(Beginning of Excerpted text)

‘Sound science’?: A different perspective |
April 2007
I found Joel Salatin’s article ‘‘sound science’ is killing us’ very stimulating and thought provoking. While I fully agree with Joel’s cry that we need to hold to our hearts, his withering attack on science did not sit so comfortably with me. To me organics is science based, so Joel’s attack on science makes no sense, but he is still correct that science is being used to justify things that organics abhors. How do we get out of this apparent contradiction. I can’t think of any non-academic articles that directly discusses the relationship between science and organics, which is odd considering its importance, so I hope to be able to shed some light on this issue.
As this is a very controversial and emotive area, I should explain the perspective I am coming from. This is also very much an opinion piece, it is, as the title says, a perspective, not a conclusion, I expect people to disagree with me.
Professionally I trained in commercial horticulture and managed organic horticultural units growing vegetables and fresh herbs before moving into scientific research in organic horticultural production including completing a PhD. I feel this gives me a pretty good perspective on organics, getting my hands dirty down on the farm and in practical science. I also have a strong interest in politics, philosophy including the philosophy and origins of science, and other branches of science including, physics, computation and information theory, biology and evolution. I hope this background allows me to bring a wider perspective to this discussion.
Now, to bring in a gross oversimplification, there are two kinds of scientists, those for whom science is a 9-to-5 job and then there are those who are philosophically and politically committed to Science. I used a capital S on the latter science to indicate the huge difference between the two (and do so throughout this article). So, what is the difference between scientists and Scientists? I should clarify at this point that I consider myself a Scientist.

(End of Excerpted text)
(Beginning of Extracted material)

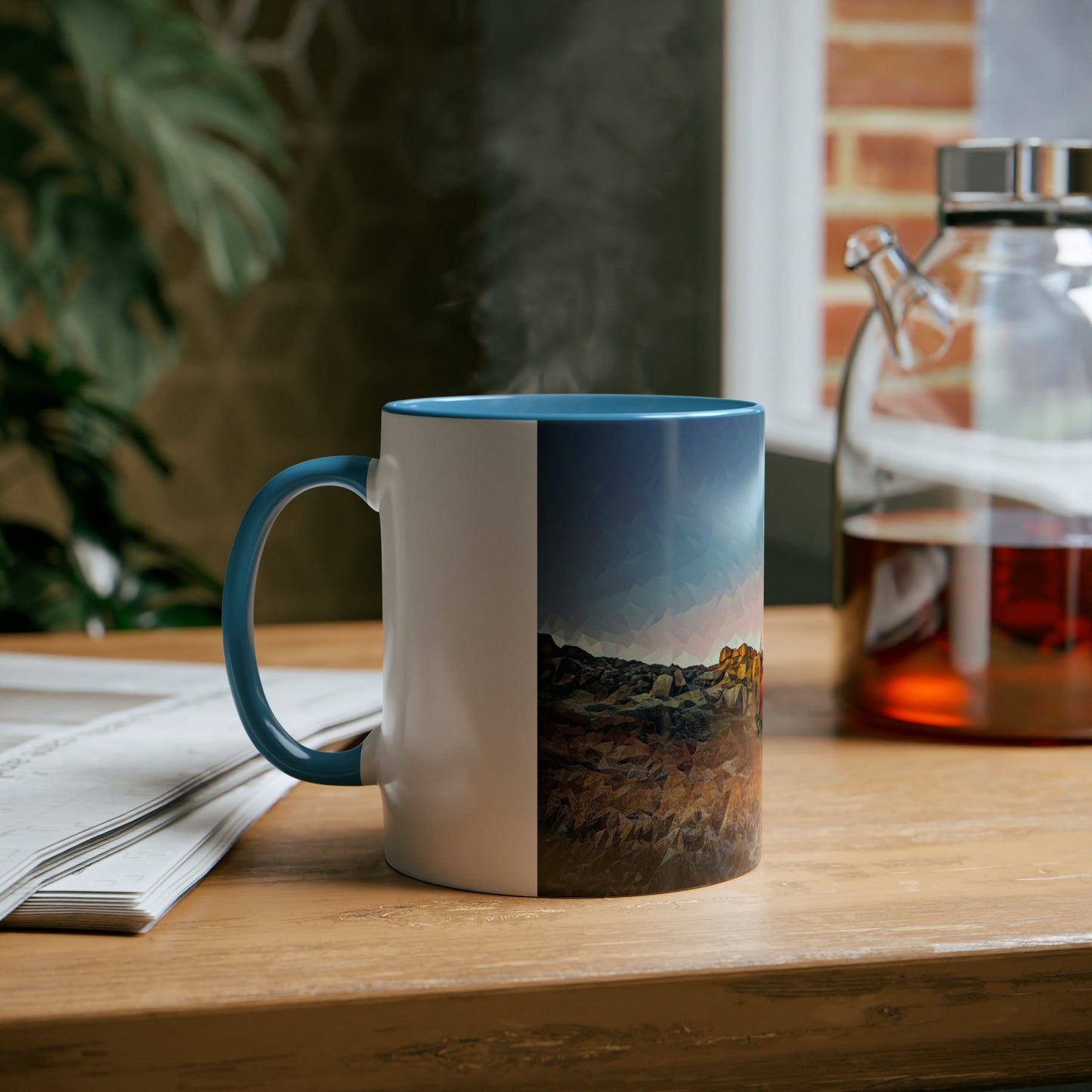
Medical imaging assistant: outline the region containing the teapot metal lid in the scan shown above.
[937,139,1092,209]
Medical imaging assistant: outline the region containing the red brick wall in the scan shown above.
[822,0,974,405]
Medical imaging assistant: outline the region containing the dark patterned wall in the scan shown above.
[119,0,721,621]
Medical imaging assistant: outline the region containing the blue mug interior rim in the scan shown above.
[383,394,763,420]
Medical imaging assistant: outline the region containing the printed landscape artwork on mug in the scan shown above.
[538,415,763,896]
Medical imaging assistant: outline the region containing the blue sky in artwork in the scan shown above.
[538,414,763,666]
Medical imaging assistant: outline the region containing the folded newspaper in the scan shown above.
[0,653,382,933]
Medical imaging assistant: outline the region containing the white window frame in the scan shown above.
[721,0,834,459]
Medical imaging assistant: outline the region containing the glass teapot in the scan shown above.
[834,140,1092,739]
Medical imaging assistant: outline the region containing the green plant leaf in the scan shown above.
[30,187,178,407]
[48,0,286,294]
[0,236,26,326]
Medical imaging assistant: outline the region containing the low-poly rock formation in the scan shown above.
[538,635,763,894]
[538,633,763,738]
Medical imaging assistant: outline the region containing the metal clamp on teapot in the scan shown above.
[835,140,1092,739]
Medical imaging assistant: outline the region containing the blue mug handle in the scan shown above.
[223,456,378,785]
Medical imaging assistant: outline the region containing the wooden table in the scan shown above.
[0,608,1092,1092]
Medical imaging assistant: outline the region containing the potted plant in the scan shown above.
[0,0,286,631]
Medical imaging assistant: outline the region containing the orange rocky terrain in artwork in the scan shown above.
[538,635,763,896]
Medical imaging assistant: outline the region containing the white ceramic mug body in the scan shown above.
[224,395,763,896]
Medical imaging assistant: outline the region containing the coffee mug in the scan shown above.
[224,394,763,896]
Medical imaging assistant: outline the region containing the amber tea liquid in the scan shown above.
[841,509,1092,741]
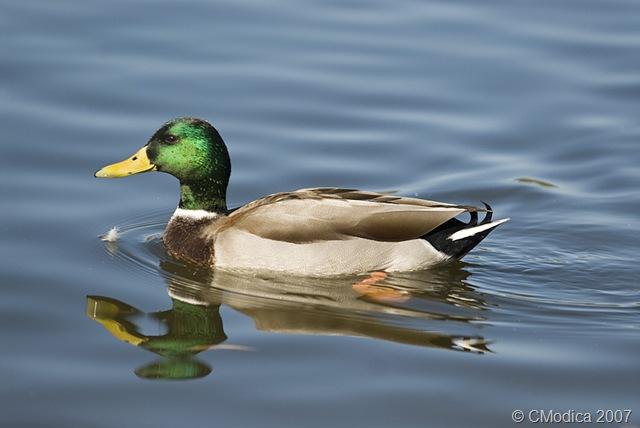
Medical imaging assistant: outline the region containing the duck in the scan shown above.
[95,117,509,276]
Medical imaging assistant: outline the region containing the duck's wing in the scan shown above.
[210,188,483,243]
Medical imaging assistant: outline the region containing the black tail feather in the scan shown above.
[422,202,500,259]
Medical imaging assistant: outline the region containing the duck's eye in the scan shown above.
[162,135,178,144]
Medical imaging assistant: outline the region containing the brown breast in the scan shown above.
[163,217,215,267]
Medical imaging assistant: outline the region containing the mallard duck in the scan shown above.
[95,117,508,276]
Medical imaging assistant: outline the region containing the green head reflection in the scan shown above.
[87,296,227,379]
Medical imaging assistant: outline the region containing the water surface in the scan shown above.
[0,0,640,428]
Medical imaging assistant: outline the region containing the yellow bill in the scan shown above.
[95,146,156,178]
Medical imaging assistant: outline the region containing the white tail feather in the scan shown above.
[447,218,510,241]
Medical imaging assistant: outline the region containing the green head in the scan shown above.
[96,117,231,212]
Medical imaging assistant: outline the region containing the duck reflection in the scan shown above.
[87,260,489,379]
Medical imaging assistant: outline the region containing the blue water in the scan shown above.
[0,0,640,428]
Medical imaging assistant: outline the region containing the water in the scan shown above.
[0,0,640,428]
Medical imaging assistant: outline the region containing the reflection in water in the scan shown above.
[87,252,489,379]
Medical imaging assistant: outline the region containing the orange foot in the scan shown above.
[352,272,410,303]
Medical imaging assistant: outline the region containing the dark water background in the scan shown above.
[0,0,640,428]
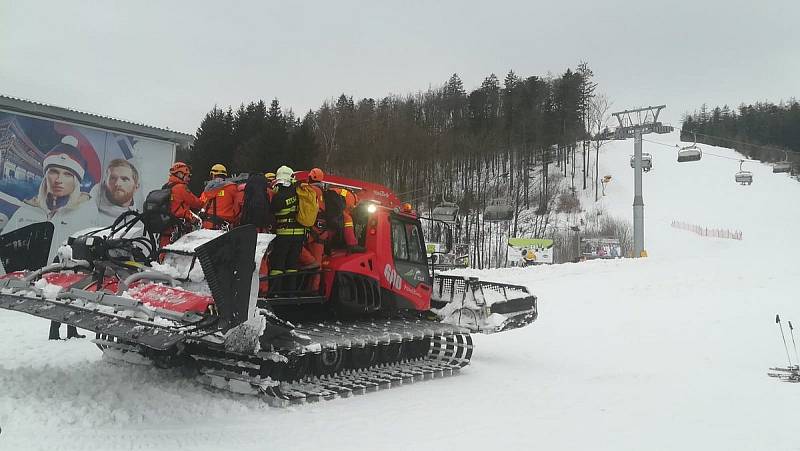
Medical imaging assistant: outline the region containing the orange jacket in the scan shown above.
[200,182,242,225]
[169,176,203,221]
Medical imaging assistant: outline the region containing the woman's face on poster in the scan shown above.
[47,166,78,197]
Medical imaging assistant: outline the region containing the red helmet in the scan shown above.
[308,168,325,182]
[169,161,192,179]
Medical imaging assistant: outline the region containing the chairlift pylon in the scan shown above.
[631,153,653,172]
[678,133,703,163]
[733,160,753,185]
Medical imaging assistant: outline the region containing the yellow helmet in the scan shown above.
[211,163,228,177]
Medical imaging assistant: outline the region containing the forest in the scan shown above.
[681,99,800,163]
[186,63,609,267]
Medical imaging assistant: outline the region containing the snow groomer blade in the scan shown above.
[196,225,257,330]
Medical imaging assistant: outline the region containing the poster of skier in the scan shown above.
[0,111,175,261]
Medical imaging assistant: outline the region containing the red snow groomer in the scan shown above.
[0,173,537,405]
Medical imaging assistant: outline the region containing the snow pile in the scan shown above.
[225,315,267,354]
[33,278,62,299]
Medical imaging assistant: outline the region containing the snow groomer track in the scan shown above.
[97,319,473,407]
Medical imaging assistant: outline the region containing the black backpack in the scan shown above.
[322,189,345,234]
[142,183,177,233]
[239,173,273,229]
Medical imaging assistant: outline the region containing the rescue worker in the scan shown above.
[269,166,306,292]
[300,168,329,291]
[158,161,203,247]
[200,163,241,229]
[264,172,275,188]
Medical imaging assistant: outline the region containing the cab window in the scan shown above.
[391,219,427,264]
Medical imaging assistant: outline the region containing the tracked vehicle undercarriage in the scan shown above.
[0,174,538,406]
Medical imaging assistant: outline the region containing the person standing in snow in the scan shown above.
[158,161,203,247]
[269,166,306,289]
[200,163,241,229]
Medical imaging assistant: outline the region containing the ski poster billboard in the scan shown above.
[508,238,554,266]
[0,109,175,261]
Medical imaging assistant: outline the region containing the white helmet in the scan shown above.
[275,166,294,186]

(End of Extracted material)

> [Complete the following]:
#1 In the opinion piece on science and organics, why does the author use a capital S for one kind of science?
#2 Print the passage of the opinion piece on science and organics from "Now, to bring" to "myself a Scientist.", word for word.

> [Solutions in order]:
#1 The capital S indicates the huge difference between science as a 9-to-5 job and Science as a philosophical and political commitment.

#2
Now, to bring in a gross oversimplification, there are two kinds of scientists, those for whom science is a 9-to-5 job and then there are those who are philosophically and politically committed to Science. I used a capital S on the latter science to indicate the huge difference between the two (and do so throughout this article). So, what is the difference between scientists and Scientists? I should clarify at this point that I consider myself a Scientist.